__Work to do__.
Rewrite the lines from the one containing "Mark the plaid" through the end of the listing, inclusive, with the requests included. Multiply every x and y coordinate in the answers by 2.05 and round to whole numbers, halves up, but leave the numbers in the requests and their format samples unchanged.

__Supplied material__.

━━━━━━━━━━━━━━━━

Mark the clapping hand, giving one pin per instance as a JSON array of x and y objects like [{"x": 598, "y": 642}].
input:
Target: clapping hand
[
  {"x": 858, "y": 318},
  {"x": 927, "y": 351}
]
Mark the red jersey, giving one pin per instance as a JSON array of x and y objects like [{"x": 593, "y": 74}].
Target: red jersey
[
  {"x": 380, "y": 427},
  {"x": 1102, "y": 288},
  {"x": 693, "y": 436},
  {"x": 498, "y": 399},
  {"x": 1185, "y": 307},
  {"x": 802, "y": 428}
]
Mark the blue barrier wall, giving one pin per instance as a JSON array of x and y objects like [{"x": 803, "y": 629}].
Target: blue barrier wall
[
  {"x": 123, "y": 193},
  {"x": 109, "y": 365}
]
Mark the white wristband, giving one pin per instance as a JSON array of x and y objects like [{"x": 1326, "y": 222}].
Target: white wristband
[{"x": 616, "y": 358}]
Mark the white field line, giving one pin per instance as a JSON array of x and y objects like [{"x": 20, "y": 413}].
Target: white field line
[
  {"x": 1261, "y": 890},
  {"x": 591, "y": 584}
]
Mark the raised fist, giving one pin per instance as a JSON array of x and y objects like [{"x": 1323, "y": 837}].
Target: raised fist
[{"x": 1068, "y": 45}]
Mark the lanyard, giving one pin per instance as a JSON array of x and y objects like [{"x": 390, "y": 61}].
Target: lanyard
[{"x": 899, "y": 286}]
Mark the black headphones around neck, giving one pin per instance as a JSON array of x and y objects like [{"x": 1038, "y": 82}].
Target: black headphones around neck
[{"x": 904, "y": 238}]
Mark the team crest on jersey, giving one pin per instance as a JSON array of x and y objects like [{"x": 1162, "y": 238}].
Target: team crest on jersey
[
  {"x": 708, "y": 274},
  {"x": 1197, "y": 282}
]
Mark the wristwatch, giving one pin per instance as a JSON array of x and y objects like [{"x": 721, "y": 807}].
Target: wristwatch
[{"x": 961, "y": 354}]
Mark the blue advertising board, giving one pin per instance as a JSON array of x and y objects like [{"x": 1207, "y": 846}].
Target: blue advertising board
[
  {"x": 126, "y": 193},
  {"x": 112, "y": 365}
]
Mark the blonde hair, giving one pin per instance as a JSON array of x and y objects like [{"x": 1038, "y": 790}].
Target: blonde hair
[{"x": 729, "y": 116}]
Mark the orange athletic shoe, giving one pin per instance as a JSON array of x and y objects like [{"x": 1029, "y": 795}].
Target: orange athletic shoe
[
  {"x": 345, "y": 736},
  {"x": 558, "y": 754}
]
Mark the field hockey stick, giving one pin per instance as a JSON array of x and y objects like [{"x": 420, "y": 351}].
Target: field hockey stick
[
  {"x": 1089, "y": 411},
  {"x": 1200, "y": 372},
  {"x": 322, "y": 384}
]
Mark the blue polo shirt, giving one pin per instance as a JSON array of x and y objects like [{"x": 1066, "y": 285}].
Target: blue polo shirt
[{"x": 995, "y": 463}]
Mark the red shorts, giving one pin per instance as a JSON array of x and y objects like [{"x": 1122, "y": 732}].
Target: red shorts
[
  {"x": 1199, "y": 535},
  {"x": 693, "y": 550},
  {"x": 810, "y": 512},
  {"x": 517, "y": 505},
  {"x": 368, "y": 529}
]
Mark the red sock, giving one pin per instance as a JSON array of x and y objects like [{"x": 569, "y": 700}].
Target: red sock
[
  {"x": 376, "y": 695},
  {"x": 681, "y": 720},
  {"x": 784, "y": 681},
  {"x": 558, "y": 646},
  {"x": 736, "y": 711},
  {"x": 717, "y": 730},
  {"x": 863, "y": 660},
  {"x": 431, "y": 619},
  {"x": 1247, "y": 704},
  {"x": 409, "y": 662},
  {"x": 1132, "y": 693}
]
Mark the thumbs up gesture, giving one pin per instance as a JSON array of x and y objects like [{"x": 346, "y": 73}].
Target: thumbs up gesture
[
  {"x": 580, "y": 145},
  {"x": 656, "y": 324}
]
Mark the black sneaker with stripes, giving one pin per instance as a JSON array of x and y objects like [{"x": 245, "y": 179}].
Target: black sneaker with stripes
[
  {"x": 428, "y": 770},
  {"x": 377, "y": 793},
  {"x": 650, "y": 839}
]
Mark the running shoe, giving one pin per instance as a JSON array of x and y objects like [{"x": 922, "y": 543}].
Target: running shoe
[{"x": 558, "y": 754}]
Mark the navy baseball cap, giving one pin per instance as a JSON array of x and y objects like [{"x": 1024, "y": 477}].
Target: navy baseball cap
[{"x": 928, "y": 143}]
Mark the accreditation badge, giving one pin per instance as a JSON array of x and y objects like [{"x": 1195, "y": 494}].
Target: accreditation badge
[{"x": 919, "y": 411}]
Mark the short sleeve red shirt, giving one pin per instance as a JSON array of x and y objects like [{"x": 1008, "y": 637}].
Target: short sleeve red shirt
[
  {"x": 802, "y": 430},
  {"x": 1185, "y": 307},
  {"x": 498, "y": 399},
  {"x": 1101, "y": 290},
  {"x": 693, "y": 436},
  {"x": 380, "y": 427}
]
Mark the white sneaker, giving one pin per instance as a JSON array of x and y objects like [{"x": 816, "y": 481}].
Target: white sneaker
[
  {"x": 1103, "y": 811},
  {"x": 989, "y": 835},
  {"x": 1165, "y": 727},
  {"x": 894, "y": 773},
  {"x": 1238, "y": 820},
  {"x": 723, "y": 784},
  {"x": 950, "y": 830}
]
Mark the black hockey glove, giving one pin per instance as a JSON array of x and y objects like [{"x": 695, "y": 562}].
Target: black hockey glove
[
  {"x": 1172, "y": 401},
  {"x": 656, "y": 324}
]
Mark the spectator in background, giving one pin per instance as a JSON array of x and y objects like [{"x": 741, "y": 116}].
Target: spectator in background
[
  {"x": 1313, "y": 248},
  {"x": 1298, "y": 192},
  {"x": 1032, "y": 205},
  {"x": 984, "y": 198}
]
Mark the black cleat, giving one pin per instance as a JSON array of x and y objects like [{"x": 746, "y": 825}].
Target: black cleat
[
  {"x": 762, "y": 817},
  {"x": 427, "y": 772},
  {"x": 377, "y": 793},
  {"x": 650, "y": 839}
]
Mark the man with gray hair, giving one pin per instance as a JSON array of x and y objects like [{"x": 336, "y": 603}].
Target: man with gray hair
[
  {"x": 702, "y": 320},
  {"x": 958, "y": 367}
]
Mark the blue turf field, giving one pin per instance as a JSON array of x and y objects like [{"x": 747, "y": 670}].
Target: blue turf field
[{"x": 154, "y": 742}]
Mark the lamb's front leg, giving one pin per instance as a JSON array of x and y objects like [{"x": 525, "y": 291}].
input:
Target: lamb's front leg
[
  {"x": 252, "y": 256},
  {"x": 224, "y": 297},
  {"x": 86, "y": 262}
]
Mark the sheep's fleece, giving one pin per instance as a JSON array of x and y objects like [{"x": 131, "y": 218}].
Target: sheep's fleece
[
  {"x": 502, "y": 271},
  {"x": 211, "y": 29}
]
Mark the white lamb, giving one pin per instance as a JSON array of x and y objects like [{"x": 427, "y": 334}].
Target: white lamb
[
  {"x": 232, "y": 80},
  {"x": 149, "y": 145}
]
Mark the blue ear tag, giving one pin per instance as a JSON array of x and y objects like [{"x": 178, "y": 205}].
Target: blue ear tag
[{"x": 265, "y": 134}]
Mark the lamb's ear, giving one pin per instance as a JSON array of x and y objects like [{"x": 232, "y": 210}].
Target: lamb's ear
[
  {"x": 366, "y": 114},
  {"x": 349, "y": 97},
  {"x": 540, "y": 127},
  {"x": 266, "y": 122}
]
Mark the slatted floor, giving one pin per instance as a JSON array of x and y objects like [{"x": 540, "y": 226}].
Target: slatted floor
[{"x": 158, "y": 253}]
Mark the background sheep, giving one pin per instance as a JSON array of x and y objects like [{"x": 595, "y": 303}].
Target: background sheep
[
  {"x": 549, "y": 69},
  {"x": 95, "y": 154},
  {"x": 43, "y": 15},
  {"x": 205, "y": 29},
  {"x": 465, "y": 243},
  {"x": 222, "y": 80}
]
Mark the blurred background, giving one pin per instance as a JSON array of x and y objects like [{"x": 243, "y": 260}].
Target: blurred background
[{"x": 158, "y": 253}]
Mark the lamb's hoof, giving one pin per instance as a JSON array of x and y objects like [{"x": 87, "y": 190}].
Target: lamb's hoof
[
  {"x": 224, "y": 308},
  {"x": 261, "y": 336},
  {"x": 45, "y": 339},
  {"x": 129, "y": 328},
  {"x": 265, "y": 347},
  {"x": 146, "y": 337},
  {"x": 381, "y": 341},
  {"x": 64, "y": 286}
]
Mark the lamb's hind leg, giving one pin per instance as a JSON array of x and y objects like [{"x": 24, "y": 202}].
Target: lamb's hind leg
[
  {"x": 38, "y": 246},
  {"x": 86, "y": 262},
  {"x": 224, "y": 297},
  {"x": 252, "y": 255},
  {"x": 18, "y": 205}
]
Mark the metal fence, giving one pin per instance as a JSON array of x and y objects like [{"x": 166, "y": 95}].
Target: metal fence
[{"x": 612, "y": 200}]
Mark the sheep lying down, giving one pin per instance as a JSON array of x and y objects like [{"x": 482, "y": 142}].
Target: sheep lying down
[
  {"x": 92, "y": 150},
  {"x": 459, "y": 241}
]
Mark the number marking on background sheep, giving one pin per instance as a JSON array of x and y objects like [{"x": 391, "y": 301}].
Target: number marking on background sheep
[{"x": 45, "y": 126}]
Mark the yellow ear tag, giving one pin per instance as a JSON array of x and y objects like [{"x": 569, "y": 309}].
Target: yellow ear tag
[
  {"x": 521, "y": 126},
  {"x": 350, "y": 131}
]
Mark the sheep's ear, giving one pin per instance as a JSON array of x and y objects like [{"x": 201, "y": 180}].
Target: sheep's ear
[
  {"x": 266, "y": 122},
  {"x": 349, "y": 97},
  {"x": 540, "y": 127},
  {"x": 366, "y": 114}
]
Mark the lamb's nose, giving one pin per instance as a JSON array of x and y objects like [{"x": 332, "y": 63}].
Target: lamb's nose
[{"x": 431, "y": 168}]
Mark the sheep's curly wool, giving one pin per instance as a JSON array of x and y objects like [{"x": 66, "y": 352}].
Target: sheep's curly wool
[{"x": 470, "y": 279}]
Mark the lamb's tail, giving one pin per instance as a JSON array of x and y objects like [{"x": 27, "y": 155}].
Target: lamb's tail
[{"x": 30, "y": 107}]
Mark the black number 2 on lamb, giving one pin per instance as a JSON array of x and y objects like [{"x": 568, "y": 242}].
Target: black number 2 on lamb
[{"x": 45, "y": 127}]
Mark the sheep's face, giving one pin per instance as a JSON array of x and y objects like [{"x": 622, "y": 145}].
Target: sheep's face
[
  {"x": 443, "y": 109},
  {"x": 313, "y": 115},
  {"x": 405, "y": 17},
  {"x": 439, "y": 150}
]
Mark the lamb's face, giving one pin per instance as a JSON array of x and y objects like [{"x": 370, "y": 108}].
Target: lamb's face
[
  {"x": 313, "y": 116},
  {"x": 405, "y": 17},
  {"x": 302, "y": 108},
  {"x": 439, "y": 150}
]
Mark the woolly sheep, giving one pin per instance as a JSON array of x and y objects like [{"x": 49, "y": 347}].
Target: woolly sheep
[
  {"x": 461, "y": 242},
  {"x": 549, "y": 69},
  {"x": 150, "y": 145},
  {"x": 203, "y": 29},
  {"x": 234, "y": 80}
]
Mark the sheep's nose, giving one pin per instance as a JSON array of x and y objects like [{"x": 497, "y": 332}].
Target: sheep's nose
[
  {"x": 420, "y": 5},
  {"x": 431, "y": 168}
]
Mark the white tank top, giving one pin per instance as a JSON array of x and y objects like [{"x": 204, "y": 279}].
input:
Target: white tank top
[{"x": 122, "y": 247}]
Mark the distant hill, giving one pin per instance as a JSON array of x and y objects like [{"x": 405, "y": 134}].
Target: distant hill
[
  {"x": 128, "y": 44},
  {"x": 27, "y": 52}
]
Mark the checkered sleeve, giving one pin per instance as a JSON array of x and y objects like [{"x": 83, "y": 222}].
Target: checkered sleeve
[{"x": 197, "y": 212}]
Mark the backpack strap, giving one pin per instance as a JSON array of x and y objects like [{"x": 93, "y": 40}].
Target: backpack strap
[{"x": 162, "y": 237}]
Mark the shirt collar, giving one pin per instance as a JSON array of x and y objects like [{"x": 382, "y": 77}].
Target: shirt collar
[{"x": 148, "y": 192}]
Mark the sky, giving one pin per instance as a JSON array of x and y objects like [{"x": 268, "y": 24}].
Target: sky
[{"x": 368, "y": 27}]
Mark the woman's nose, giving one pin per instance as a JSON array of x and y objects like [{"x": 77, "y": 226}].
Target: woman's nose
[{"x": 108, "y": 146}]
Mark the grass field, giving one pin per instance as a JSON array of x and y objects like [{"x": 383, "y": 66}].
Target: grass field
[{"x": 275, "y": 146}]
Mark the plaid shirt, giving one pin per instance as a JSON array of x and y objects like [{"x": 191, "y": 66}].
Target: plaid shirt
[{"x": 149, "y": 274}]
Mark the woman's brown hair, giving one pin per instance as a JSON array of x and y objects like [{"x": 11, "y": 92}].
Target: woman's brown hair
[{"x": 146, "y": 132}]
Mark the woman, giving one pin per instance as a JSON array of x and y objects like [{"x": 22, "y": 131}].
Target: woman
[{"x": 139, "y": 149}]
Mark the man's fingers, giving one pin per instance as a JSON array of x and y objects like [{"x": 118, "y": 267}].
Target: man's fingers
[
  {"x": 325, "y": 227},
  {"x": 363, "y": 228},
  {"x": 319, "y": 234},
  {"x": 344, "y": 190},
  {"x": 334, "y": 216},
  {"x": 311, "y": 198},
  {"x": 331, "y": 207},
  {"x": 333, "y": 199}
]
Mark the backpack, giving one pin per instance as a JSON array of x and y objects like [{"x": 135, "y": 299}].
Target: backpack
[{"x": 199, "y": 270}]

━━━━━━━━━━━━━━━━

__Result of this task__.
Mark the plaid shirt, giving one pin per instance as a JSON array of x and y objects like [{"x": 191, "y": 66}].
Target: plaid shirt
[{"x": 305, "y": 562}]
Mark the woman's brown hair, giving one pin per instance as a JSON array of x and y objects like [{"x": 11, "y": 92}].
Target: woman's brown hair
[{"x": 299, "y": 271}]
Mark the woman, giving one pin per instance as a JSON array of x and y objects like [{"x": 22, "y": 131}].
Target: woman
[{"x": 285, "y": 305}]
Mark the man's fingers, giving one pin per instance as a JSON array of x and y objects like [{"x": 118, "y": 267}].
Target: man's fingers
[
  {"x": 666, "y": 465},
  {"x": 744, "y": 467},
  {"x": 654, "y": 480},
  {"x": 705, "y": 390},
  {"x": 685, "y": 443},
  {"x": 638, "y": 406},
  {"x": 679, "y": 424},
  {"x": 683, "y": 408}
]
Mark the backpack, giving one pin per instance as a JSON array of x and y objects like [{"x": 135, "y": 299}].
Target: backpack
[{"x": 408, "y": 554}]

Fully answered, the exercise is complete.